▶ PROBLEMS TO WORK ON:
**a)** Summarize the forum thread below on extracting an address in two sentences.
**b)** Resume the forum thread below on extracting an address from the point at which it stops.

Reputation: 73
I have an array created by using soup findAll, and its first element has the following information. In this list I only need address information, which is
"54000 NANCY 47 RUE SERGENT BLANDAN", how can I get this information?
{
"div": {
"@class": "result-left",
"h3": "Establishment(s)",
"div": [
{
"label": "Status:",
"#text": "Closed"
},
{
"p": {
"label": "Brand name:",
"#text": "LE ZODIAC"
}
},
{
"p": {
"label": "Usual name:"
}
},
{
"p": {
"label": "Address:",
"br": [
"",
"54000\r\n\t\t\t\t\t\t\t\t\t\t\tNANCY"
],
"#text": "47\r\n\t\t\t\t\t\t\t\t\t\t\r\n\t\t\t\t\t\t\t\t\t\tRUE\r\n\t\t\t\t\t\t\t\t\t\tSERGENT BLANDAN"
}
},
{
"p": {
"label": "Principal activity:",
"#text": "47.78C - \r\n\t\t\t\t\t\t\t\t\t\t\t\r\n\t\t\t\t\t\t\t\t\t\t\tAutres commerces de détail spécialisés divers"
}
},
{
"p": {
"label": {
"sup": "*",
"#text": [
"Employee numbers",
":"
]
}
}
},
{
"p": {
"label": "Year employee numbers verified:"
}
}
]
}
}
Upvotes: 0
Views: 40
Reputation: 84465
You can take your string and use re to do some string cleaning after extracting the items of interest. This is particular to your json given
import re
s = {
"div": {
"@class": "result-left",
"h3": "Establishment(s)",
"div": [
{
"label": "Status:",
"#text": "Closed"
},
{
"p": {
"label": "Brand name:",
"#text": "LE ZODIAC"
}
},
{
"p": {
"label": "Usual name:"
}
},
{
"p": {
"label": "Address:",
"br": [
"",
"54000\r\n\t\t\t\t\t\t\t\t\t\t\tNANCY"
],
"#text": "47\r\n\t\t\t\t\t\t\t\t\t\t\r\n\t\t\t\t\t\t\t\t\t\tRUE\r\n\t\t\t\t\t\t\t\t\t\tSERGENT BLANDAN"

▶ COLLECTED DATA:

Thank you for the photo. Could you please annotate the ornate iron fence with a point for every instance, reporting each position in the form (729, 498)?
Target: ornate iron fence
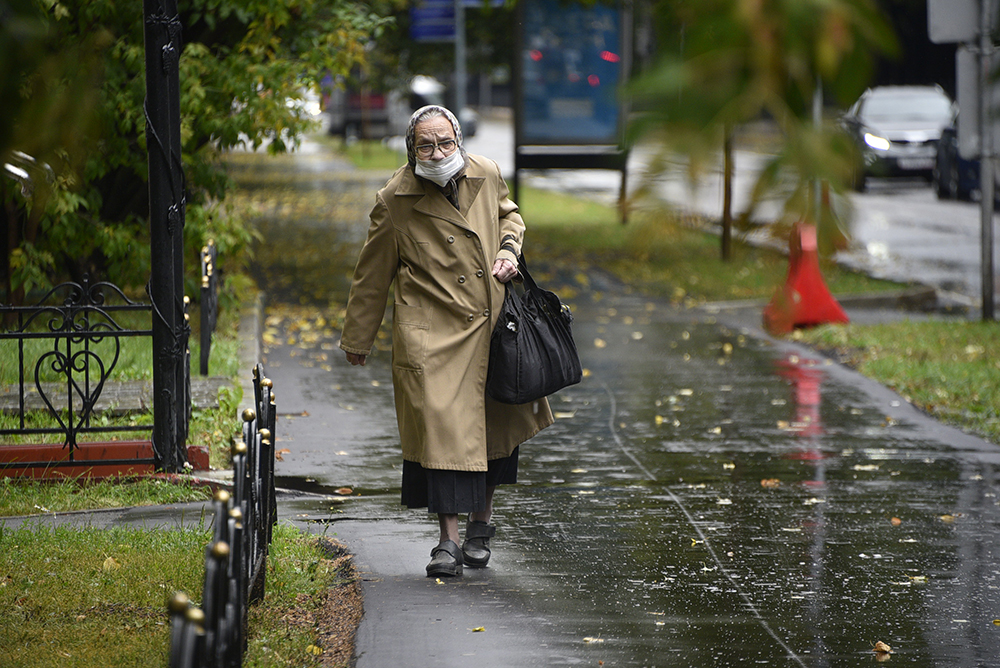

▶ ANSWERS GIVEN:
**a)** A user has an array created with soup findAll and wants only the address information, "54000 NANCY 47 RUE SERGENT BLANDAN," from its first element, which also holds labels such as status, brand name, and principal activity. A reply suggests extracting the items of interest and then using re to clean the string, noting that the approach is particular to the given json.

**b)**
}
},
{
"p": {
"label": "Principal activity:",
"#text": "47.78C - \r\n\t\t\t\t\t\t\t\t\t\t\t\r\n\t\t\t\t\t\t\t\t\t\t\tAutres commerces de détail spécialisés divers"
}
},
{
"p": {
"label": {
"sup": "*",
"#text": [
"Employee numbers",
":"
]
}
}
},
{
"p": {
"label": "Year employee numbers verified:"
}
}
]
}
}
result = re.sub(r'\r\n\t+',' ',' '.join([s['div']['div'][3]['p']['br'][1], s['div']['div'][3]['p']['#text']]))
print(result)
Upvotes: 1
Reputation: 20450
Having lots of repeated tabs, CRLFs, and other whitespace doesn't seem very convenient. It would be worth your while to define this function:
def simplify_ws(s: str):
"""Coalesces multiple whitespace, e.g. 'a b c' --> 'a b c'."""
return ' '.join(s.split())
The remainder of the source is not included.